(Data listing Opens)

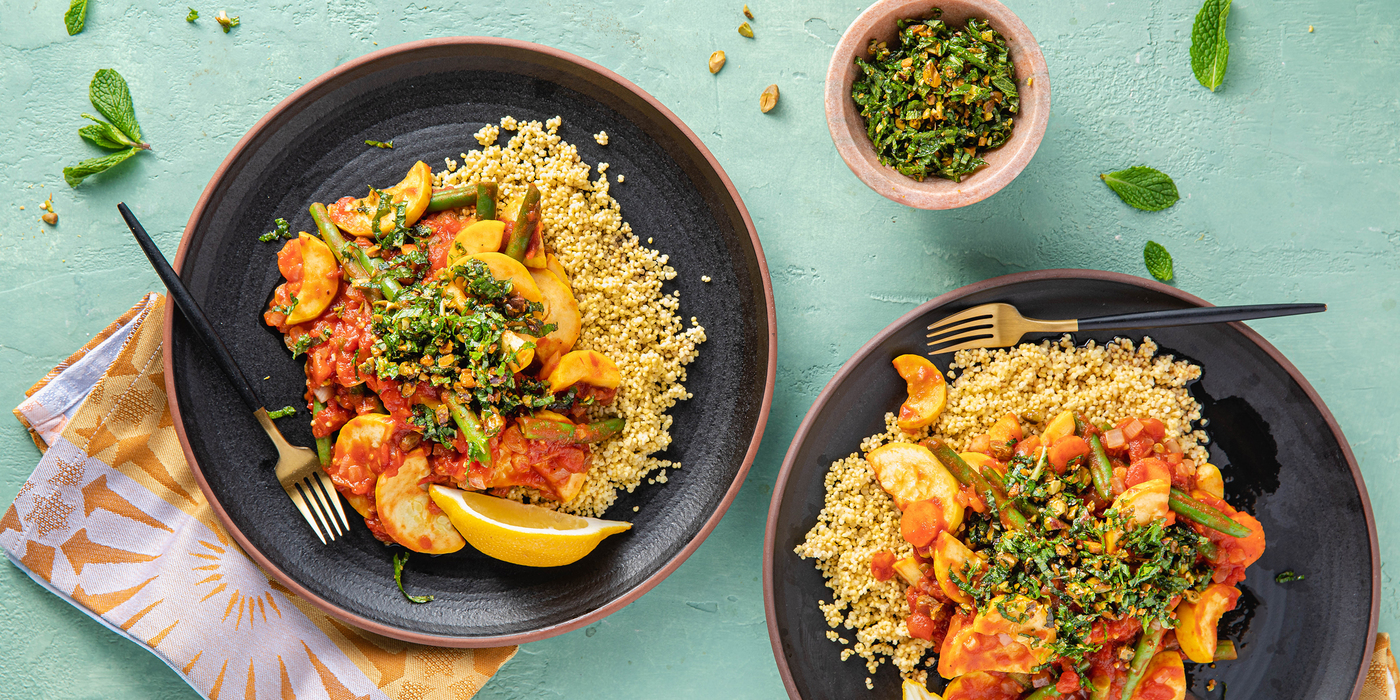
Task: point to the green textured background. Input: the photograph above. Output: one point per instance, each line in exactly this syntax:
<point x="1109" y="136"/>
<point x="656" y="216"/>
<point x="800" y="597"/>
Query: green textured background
<point x="1290" y="179"/>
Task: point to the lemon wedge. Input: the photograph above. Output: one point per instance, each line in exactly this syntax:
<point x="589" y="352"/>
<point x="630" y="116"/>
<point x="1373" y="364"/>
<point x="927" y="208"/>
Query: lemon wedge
<point x="917" y="692"/>
<point x="520" y="534"/>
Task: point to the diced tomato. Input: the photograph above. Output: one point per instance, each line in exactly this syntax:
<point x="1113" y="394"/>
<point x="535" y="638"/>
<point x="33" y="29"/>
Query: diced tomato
<point x="920" y="626"/>
<point x="921" y="522"/>
<point x="1064" y="450"/>
<point x="882" y="566"/>
<point x="1145" y="471"/>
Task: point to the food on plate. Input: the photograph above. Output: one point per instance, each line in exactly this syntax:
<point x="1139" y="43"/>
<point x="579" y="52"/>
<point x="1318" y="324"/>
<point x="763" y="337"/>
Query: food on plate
<point x="938" y="98"/>
<point x="493" y="331"/>
<point x="1054" y="529"/>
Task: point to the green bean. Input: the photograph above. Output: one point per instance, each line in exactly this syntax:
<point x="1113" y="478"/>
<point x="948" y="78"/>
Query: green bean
<point x="359" y="263"/>
<point x="485" y="200"/>
<point x="525" y="221"/>
<point x="452" y="198"/>
<point x="969" y="476"/>
<point x="559" y="431"/>
<point x="471" y="427"/>
<point x="322" y="444"/>
<point x="1148" y="644"/>
<point x="1197" y="511"/>
<point x="1101" y="469"/>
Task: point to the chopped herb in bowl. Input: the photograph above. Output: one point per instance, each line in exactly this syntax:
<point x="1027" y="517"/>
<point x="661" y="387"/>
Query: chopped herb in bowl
<point x="938" y="98"/>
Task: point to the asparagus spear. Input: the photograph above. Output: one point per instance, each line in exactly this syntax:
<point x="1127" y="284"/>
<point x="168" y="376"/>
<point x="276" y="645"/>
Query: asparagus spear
<point x="557" y="431"/>
<point x="1101" y="469"/>
<point x="1148" y="644"/>
<point x="360" y="265"/>
<point x="969" y="476"/>
<point x="1197" y="511"/>
<point x="471" y="427"/>
<point x="525" y="221"/>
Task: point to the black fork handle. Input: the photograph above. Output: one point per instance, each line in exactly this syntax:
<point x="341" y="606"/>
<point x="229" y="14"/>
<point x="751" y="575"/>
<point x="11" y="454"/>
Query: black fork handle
<point x="1190" y="317"/>
<point x="191" y="310"/>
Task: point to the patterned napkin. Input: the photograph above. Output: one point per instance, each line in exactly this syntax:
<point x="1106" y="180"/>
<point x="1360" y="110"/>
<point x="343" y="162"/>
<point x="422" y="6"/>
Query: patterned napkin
<point x="114" y="522"/>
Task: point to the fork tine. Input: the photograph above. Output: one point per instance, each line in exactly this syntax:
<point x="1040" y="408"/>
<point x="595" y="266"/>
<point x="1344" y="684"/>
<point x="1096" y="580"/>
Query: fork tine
<point x="317" y="487"/>
<point x="963" y="326"/>
<point x="977" y="342"/>
<point x="980" y="332"/>
<point x="335" y="499"/>
<point x="315" y="507"/>
<point x="305" y="513"/>
<point x="986" y="310"/>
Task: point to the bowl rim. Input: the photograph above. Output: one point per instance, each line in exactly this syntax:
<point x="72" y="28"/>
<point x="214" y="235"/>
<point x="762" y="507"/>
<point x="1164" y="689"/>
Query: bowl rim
<point x="401" y="52"/>
<point x="853" y="144"/>
<point x="900" y="325"/>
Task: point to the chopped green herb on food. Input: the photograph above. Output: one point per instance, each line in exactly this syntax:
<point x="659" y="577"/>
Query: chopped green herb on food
<point x="1158" y="261"/>
<point x="76" y="17"/>
<point x="938" y="98"/>
<point x="283" y="231"/>
<point x="1210" y="49"/>
<point x="112" y="100"/>
<point x="1143" y="188"/>
<point x="398" y="578"/>
<point x="227" y="23"/>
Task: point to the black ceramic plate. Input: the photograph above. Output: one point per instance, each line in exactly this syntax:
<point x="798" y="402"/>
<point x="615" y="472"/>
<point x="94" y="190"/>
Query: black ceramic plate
<point x="429" y="98"/>
<point x="1283" y="455"/>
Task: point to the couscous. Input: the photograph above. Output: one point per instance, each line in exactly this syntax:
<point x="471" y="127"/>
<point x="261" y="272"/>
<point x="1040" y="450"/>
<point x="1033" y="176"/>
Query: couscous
<point x="1078" y="546"/>
<point x="492" y="326"/>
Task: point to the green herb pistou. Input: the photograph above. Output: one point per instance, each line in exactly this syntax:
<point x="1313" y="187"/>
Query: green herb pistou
<point x="940" y="98"/>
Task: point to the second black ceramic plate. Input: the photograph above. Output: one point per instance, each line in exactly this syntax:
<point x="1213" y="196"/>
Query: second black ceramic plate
<point x="429" y="98"/>
<point x="1281" y="452"/>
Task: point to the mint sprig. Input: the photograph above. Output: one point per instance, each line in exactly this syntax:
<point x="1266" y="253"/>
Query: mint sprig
<point x="76" y="17"/>
<point x="1143" y="188"/>
<point x="1158" y="261"/>
<point x="398" y="578"/>
<point x="1210" y="49"/>
<point x="112" y="98"/>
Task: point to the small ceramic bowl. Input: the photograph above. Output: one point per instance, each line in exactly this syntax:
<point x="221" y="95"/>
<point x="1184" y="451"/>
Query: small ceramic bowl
<point x="847" y="126"/>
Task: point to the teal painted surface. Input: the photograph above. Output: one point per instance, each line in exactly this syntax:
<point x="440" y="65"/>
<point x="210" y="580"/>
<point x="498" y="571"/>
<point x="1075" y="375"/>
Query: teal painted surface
<point x="1290" y="179"/>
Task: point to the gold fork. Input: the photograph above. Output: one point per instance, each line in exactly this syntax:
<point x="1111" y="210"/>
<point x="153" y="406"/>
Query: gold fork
<point x="1001" y="325"/>
<point x="298" y="468"/>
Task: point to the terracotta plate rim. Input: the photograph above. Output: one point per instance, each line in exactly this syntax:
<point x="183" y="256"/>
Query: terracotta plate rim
<point x="900" y="325"/>
<point x="291" y="101"/>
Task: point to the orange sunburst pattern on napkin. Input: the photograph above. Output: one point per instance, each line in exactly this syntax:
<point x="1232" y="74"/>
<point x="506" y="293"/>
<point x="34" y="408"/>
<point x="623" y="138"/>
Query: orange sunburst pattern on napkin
<point x="114" y="522"/>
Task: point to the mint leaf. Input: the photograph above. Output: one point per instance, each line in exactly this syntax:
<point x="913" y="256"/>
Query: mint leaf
<point x="1158" y="261"/>
<point x="76" y="16"/>
<point x="1210" y="51"/>
<point x="109" y="95"/>
<point x="105" y="135"/>
<point x="76" y="174"/>
<point x="1143" y="188"/>
<point x="398" y="578"/>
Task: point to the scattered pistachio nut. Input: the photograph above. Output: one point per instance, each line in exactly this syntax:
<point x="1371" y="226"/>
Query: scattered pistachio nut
<point x="716" y="62"/>
<point x="769" y="98"/>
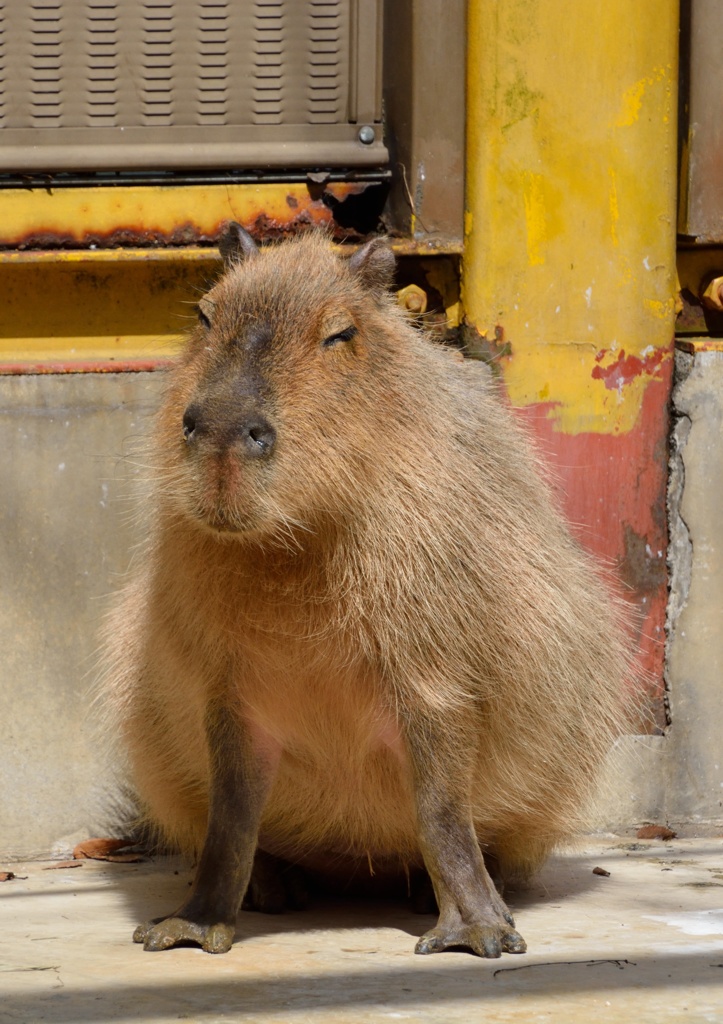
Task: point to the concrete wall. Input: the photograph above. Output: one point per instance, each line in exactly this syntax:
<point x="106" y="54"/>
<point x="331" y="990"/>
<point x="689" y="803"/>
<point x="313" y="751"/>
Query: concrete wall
<point x="70" y="465"/>
<point x="66" y="534"/>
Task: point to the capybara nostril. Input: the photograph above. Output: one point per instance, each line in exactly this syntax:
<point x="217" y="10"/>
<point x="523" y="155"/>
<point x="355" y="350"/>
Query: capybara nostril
<point x="190" y="418"/>
<point x="259" y="437"/>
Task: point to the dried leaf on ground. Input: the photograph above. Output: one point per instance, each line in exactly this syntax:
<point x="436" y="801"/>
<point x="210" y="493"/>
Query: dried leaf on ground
<point x="655" y="832"/>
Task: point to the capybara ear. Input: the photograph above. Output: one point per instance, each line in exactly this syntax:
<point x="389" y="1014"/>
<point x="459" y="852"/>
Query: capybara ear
<point x="236" y="245"/>
<point x="374" y="263"/>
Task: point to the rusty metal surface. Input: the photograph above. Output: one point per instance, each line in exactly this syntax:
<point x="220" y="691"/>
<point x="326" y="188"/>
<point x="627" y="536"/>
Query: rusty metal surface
<point x="696" y="267"/>
<point x="108" y="217"/>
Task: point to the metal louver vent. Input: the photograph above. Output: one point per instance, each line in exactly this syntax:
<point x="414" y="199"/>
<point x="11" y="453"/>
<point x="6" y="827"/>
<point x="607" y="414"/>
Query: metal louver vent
<point x="102" y="62"/>
<point x="268" y="46"/>
<point x="213" y="60"/>
<point x="325" y="40"/>
<point x="158" y="57"/>
<point x="3" y="76"/>
<point x="172" y="84"/>
<point x="45" y="62"/>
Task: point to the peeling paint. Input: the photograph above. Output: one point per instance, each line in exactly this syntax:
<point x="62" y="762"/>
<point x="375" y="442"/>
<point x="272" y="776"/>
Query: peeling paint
<point x="627" y="368"/>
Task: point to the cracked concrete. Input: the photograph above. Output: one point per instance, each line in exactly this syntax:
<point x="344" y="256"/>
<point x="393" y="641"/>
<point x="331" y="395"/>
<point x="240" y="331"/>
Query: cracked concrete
<point x="644" y="944"/>
<point x="693" y="757"/>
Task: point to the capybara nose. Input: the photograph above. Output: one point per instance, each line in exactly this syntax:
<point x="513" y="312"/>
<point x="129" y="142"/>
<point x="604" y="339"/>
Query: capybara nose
<point x="258" y="437"/>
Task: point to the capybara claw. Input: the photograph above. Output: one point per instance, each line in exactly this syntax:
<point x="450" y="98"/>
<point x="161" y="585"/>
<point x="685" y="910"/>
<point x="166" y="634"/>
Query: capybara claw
<point x="484" y="940"/>
<point x="172" y="932"/>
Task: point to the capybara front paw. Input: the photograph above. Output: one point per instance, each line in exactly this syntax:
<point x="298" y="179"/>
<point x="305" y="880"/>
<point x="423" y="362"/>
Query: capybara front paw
<point x="484" y="940"/>
<point x="169" y="932"/>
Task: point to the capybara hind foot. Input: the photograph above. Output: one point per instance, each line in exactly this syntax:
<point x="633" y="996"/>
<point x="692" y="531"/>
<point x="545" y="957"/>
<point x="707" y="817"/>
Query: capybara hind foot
<point x="480" y="938"/>
<point x="275" y="886"/>
<point x="164" y="933"/>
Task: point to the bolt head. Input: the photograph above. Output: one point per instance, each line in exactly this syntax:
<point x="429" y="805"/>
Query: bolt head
<point x="712" y="298"/>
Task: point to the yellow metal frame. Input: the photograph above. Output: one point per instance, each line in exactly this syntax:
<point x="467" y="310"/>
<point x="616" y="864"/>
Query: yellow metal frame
<point x="569" y="225"/>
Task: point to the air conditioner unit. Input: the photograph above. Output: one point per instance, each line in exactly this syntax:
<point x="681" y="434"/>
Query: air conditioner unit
<point x="135" y="85"/>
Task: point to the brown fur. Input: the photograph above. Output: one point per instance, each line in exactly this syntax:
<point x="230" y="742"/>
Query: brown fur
<point x="397" y="558"/>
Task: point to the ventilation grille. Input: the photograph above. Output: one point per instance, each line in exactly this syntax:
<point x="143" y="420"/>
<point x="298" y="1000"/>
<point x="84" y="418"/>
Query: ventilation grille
<point x="101" y="84"/>
<point x="268" y="52"/>
<point x="3" y="71"/>
<point x="214" y="54"/>
<point x="46" y="64"/>
<point x="190" y="74"/>
<point x="326" y="38"/>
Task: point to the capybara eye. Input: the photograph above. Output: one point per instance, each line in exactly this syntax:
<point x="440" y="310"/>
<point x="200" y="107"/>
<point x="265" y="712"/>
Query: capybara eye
<point x="335" y="339"/>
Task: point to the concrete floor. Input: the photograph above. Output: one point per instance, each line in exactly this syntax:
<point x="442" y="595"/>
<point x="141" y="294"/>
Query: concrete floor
<point x="644" y="944"/>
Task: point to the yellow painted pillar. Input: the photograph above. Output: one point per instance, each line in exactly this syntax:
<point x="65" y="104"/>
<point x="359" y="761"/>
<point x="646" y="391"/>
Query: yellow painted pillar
<point x="568" y="267"/>
<point x="570" y="195"/>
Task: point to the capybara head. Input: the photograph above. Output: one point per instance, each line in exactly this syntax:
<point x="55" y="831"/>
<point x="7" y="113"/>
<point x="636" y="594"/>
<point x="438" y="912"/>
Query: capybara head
<point x="278" y="407"/>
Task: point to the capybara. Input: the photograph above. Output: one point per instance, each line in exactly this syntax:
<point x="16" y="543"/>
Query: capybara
<point x="359" y="629"/>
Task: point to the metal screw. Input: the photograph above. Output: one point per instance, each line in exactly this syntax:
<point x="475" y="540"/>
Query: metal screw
<point x="413" y="299"/>
<point x="712" y="298"/>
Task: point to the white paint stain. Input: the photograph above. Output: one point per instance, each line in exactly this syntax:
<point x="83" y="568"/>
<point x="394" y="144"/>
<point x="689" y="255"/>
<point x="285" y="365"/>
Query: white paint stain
<point x="693" y="922"/>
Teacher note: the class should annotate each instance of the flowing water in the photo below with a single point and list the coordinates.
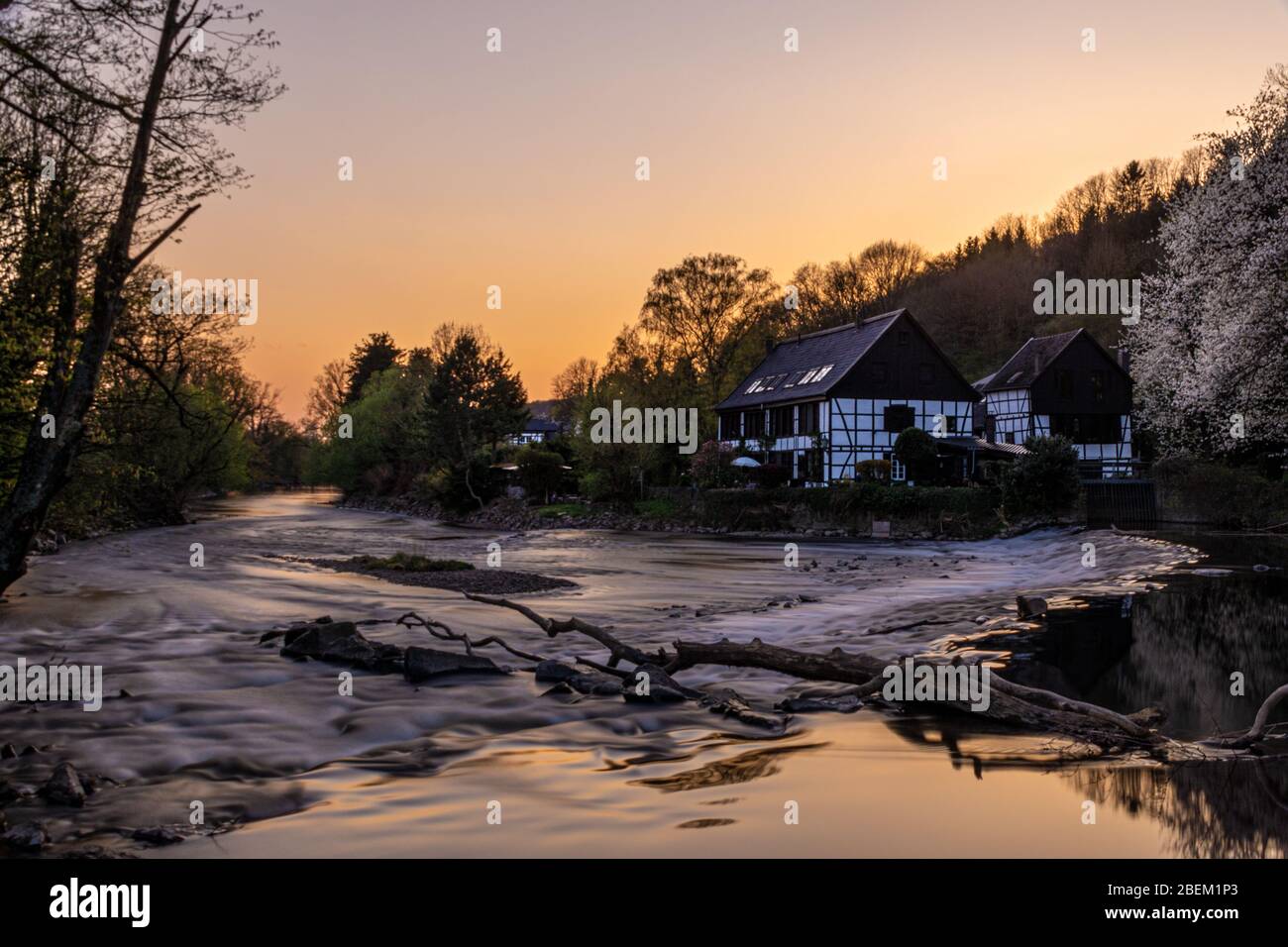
(197, 710)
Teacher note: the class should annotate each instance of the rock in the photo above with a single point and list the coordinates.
(423, 664)
(29, 836)
(555, 671)
(64, 787)
(1030, 605)
(730, 703)
(845, 703)
(158, 835)
(342, 643)
(593, 684)
(661, 686)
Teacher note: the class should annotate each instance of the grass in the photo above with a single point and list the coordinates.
(655, 509)
(404, 562)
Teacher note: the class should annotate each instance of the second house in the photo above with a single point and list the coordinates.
(824, 402)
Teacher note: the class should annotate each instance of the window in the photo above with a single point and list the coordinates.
(809, 418)
(781, 421)
(900, 418)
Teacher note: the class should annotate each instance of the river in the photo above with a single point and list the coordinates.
(200, 711)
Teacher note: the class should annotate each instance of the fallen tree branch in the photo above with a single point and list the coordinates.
(1009, 702)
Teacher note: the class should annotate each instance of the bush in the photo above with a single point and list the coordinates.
(712, 466)
(877, 471)
(771, 475)
(1044, 480)
(914, 449)
(540, 472)
(1199, 491)
(595, 486)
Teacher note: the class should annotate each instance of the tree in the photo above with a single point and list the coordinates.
(141, 151)
(889, 266)
(703, 311)
(571, 386)
(326, 399)
(540, 472)
(373, 355)
(1210, 356)
(475, 401)
(1042, 482)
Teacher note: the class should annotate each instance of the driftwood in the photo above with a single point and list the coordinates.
(1012, 703)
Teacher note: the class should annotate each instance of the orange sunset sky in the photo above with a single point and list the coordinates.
(518, 167)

(Data listing Closes)

Work item: Your reply must hold only the lines from the line containing "Task: point to the white" through the end of the records above, written out exactly, both ends included, with no pictures, please.

Task response:
Task: point to the white paint stain. Input: the photograph above. Output: one point per instance, each line in exactly this syntax:
<point x="83" y="568"/>
<point x="394" y="144"/>
<point x="689" y="255"/>
<point x="285" y="365"/>
Query: white paint stain
<point x="693" y="922"/>
Teacher note: the class should annotate each instance of the flowing water in the photo below with a single point and list the coordinates.
(197, 710)
Teacher note: the class should annotate each instance of the rock in the photo above with a single point and list the coordinates.
(423, 664)
(29, 836)
(555, 671)
(64, 787)
(1030, 605)
(730, 703)
(845, 703)
(158, 835)
(342, 643)
(593, 684)
(661, 686)
Teacher note: the class should annotate each instance of the grass in the photo above with a single point and list the coordinates.
(655, 509)
(404, 562)
Teacher note: the class should annotate each instance of the second house in the photo above with a single point and list the coordinates.
(824, 402)
Teacher note: the class should annotate each instance of the window in the photo above with a single point and list the coordinates.
(809, 418)
(781, 421)
(900, 418)
Teacher note: the class should annotate each instance of the river in the photo above with a single point and list the coordinates.
(200, 711)
Teacher note: the class should annotate each instance of the fallen tree branch in the photo above with a single point and list the coordinates.
(1009, 702)
Teacher note: the class should annotate each instance of the bush in the photo above with a single point and list the coordinates.
(712, 466)
(877, 471)
(771, 475)
(1044, 480)
(914, 449)
(540, 472)
(1199, 491)
(595, 486)
Teacher note: the class should annotate each instance of the tree in the photo above with a single point and list the coordinates.
(141, 151)
(889, 266)
(703, 311)
(571, 386)
(326, 399)
(540, 472)
(373, 355)
(1210, 356)
(475, 401)
(1042, 482)
Teacher note: the class should annotate each instance of the driftwood in the photo above with a single point and list the coordinates.
(1012, 703)
Teacher note: the class should annotate each instance of the orange sunset sky in the photo above with a single point and list the coordinates.
(518, 167)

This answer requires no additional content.